__PROBLEM TO WORK ON__: In the records that follow, find each line with the word "dark" and copy it.

○ ○ ○ ○ ○ ○ ○

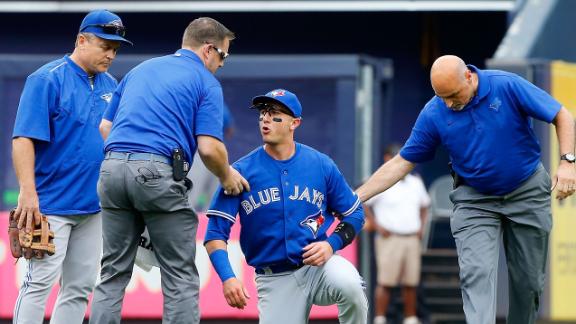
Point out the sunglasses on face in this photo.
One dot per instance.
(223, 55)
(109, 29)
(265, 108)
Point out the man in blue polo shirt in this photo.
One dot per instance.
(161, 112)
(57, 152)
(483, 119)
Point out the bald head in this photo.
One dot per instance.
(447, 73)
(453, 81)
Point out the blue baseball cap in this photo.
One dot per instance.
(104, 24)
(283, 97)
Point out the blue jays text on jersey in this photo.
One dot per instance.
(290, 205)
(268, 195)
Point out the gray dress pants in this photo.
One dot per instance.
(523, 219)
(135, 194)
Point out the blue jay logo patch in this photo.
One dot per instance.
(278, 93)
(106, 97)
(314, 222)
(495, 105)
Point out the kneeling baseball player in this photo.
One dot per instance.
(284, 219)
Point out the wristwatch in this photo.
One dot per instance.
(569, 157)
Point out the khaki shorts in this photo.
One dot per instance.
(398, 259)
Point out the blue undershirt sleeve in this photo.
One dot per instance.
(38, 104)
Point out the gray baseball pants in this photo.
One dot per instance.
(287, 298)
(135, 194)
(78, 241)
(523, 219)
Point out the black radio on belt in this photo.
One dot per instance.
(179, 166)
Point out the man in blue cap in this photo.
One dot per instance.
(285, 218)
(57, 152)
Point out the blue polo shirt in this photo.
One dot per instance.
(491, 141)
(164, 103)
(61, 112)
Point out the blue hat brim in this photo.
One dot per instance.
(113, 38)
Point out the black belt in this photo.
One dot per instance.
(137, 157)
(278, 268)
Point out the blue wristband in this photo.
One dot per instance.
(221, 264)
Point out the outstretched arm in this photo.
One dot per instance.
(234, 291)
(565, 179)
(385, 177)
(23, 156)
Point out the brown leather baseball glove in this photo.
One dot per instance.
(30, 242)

○ ○ ○ ○ ○ ○ ○

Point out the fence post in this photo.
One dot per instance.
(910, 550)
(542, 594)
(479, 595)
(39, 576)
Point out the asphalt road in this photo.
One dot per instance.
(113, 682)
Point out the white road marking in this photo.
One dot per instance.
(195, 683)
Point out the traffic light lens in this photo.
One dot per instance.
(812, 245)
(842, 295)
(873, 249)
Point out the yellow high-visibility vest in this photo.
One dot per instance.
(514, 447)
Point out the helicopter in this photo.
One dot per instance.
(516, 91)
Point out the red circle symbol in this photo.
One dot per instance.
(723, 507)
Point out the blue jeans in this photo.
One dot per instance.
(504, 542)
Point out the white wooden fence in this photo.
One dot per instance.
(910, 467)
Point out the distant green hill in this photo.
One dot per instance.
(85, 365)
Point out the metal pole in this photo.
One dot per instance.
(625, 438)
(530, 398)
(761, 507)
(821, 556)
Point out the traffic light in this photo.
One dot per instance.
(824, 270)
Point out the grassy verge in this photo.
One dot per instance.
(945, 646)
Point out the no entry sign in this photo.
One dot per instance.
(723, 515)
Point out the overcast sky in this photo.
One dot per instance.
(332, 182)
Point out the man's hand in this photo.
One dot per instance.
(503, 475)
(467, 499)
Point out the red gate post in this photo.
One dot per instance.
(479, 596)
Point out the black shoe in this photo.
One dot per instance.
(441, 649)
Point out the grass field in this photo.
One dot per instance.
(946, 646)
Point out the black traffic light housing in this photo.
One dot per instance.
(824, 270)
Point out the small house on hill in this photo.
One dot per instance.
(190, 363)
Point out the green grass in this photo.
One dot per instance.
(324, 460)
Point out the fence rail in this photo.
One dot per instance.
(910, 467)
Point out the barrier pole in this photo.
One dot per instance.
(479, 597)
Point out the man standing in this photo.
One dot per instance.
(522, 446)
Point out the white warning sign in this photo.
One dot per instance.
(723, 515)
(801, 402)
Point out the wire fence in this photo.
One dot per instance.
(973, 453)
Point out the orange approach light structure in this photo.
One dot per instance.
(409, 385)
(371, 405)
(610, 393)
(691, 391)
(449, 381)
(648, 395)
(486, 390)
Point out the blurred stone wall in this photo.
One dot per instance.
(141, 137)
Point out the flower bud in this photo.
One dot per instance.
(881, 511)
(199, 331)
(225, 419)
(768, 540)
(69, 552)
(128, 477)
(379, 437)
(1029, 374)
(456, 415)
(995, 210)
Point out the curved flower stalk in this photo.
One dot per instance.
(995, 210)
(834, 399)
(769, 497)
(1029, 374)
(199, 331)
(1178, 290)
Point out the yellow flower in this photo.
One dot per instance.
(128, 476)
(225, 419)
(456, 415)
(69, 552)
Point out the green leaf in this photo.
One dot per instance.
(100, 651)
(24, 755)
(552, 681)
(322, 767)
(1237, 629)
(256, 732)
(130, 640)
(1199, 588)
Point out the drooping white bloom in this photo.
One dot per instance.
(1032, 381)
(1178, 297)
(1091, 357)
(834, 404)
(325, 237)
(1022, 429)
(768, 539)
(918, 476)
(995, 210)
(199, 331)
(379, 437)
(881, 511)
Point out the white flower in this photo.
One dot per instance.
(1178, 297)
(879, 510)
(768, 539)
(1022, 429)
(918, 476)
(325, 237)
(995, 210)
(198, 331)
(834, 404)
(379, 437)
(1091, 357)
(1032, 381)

○ ○ ○ ○ ○ ○ ○

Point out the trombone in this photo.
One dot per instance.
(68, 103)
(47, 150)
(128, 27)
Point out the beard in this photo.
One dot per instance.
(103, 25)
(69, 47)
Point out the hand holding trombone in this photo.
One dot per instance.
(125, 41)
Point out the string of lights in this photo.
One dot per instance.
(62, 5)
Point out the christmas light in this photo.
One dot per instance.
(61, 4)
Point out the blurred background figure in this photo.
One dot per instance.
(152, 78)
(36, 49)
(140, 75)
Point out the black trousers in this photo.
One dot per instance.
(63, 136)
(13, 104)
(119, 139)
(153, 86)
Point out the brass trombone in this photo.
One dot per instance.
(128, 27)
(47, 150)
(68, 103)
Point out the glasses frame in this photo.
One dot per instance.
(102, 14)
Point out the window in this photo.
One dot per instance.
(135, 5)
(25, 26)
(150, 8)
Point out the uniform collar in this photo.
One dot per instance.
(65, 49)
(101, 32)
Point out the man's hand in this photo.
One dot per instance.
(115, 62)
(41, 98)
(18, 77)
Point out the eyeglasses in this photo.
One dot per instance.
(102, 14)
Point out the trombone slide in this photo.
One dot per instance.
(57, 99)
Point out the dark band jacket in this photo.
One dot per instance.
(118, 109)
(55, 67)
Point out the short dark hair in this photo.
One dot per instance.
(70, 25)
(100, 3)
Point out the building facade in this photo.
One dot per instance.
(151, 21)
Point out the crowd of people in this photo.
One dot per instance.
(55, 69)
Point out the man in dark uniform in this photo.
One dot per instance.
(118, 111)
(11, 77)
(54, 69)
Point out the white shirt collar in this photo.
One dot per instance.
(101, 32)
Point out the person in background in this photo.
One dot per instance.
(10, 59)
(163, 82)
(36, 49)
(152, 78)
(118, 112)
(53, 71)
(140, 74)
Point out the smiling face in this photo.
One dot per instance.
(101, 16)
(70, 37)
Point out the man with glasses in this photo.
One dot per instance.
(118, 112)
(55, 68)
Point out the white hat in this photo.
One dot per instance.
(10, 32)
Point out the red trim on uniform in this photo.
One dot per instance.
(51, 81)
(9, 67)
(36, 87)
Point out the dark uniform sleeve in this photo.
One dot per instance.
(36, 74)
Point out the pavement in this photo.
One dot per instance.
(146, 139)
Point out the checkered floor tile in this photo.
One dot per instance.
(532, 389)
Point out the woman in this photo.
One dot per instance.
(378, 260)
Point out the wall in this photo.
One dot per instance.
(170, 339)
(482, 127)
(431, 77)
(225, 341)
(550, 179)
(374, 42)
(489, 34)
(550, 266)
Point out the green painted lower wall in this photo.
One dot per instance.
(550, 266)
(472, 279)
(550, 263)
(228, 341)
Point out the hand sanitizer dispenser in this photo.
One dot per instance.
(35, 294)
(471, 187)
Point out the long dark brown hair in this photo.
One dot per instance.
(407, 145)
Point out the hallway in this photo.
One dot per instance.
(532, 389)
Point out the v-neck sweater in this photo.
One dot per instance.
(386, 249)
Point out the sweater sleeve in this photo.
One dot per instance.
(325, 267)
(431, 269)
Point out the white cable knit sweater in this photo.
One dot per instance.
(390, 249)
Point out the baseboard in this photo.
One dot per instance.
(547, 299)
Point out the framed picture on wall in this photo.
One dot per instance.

○ ○ ○ ○ ○ ○ ○

__TASK OUTPUT__:
Point out the dark band jacket in this photo.
Point out the short dark hair in this photo.
Point out the man in dark uniform in this photo.
Point out the dark uniform sleeve in this photo.
Point out the long dark brown hair in this photo.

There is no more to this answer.